### BRIEF
Output every entry below word for word, without its pictures.
=== PROVIDED MATERIAL ===
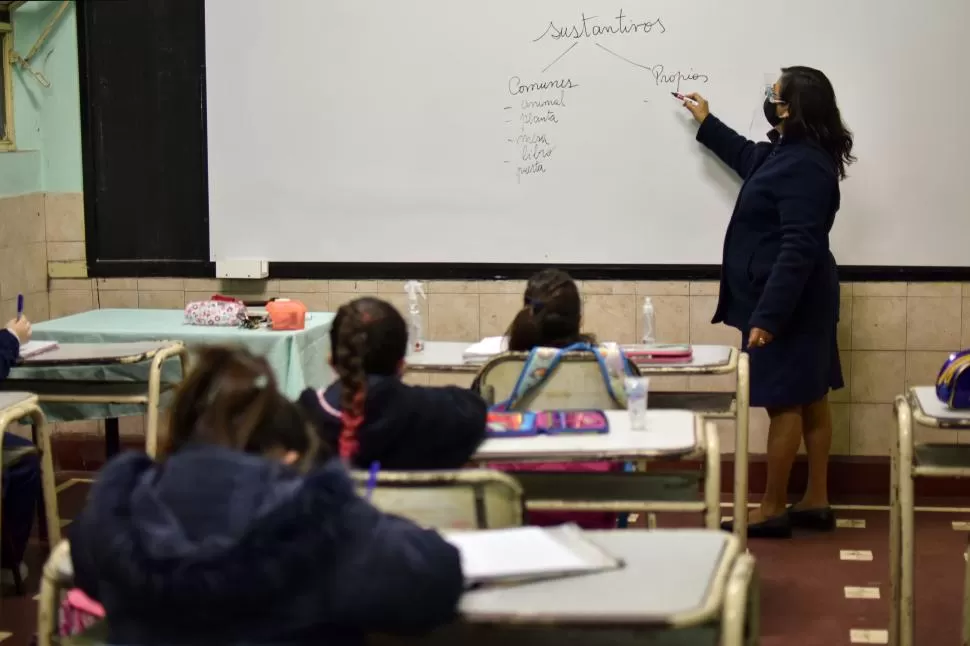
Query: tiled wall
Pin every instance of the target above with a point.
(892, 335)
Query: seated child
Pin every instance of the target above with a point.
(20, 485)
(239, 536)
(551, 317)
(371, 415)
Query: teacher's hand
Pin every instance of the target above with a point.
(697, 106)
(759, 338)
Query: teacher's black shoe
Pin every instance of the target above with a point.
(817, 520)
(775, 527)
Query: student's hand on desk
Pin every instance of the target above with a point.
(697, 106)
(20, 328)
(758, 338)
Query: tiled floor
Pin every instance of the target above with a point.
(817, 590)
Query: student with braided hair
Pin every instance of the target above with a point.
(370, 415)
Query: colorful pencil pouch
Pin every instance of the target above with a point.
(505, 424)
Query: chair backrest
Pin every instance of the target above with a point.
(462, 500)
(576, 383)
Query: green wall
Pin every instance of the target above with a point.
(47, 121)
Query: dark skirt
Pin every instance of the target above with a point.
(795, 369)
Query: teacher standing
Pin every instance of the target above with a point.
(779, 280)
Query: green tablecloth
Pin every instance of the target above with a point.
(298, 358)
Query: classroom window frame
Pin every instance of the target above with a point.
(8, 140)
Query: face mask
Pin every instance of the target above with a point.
===
### SOLUTION TO THIS PROBLEM
Query: tiled wall
Pin every instance of the target above with a point.
(892, 335)
Query: seated child
Pin every instance of the target above with a point.
(20, 485)
(239, 536)
(551, 317)
(371, 415)
Query: teacher's hand
Pin every instance of the target above with a point.
(697, 106)
(759, 338)
Query: teacher's black shoe
Pin every instance of the target above with a point.
(817, 520)
(775, 527)
Query: student's hand on desk
Pin every instance of the target above with a point.
(697, 106)
(20, 328)
(758, 338)
Query: tiled floor
Pin every instance of the target above with a point.
(817, 590)
Query: student with braided hair
Pin every instance of the target above with a point.
(370, 415)
Query: colorful pencil pouch
Pin every instance of the target above with a point.
(505, 424)
Query: chair backrest
Pin every instance of the target above with a point.
(462, 500)
(576, 383)
Query: green wall
Pin every instance of the target above with a point.
(47, 121)
Query: dark skirt
Pin every instance of the target above with a point.
(795, 369)
Query: teacher standing
Pin every instance of the target above with a point.
(779, 280)
Query: green tablecloth
Pin every instance of the target above with a point.
(298, 358)
Query: classroom window frame
Pin every instance of the target above with a point.
(8, 140)
Query: face mask
Pin every instance of the target above with a point.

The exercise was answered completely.